**EXERCISE AIM:** In your copy, each line below is repeated exactly and no image appears.

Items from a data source
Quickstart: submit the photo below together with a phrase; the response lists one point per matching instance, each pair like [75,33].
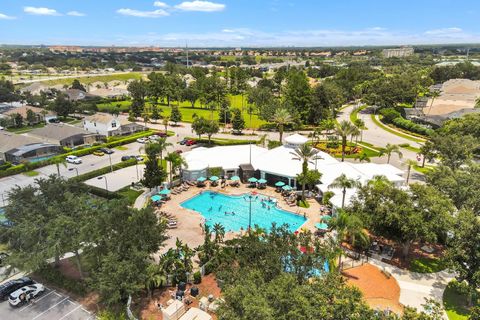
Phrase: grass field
[187,111]
[91,79]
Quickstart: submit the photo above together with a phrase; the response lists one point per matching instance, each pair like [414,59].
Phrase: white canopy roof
[296,139]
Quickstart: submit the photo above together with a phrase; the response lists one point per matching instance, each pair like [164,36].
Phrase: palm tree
[410,163]
[219,231]
[344,183]
[281,118]
[305,153]
[389,149]
[344,129]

**YOUR SOLUTION:**
Quickstart: submit the photo below together with a phrase; the response lists one point per matching instance, each pair like [75,33].
Phrase: grass field
[187,111]
[91,79]
Quickstart: submit the photo above together with a phrase; the response lists one point per matching instance, each pair like [414,59].
Phrase: white canopy roof
[296,139]
Quickstart: submit the photo above together with a phrase; the response lists one point per matching instance, each pair like [164,36].
Phrase: palm tree
[410,163]
[219,231]
[344,183]
[281,118]
[305,153]
[389,149]
[344,129]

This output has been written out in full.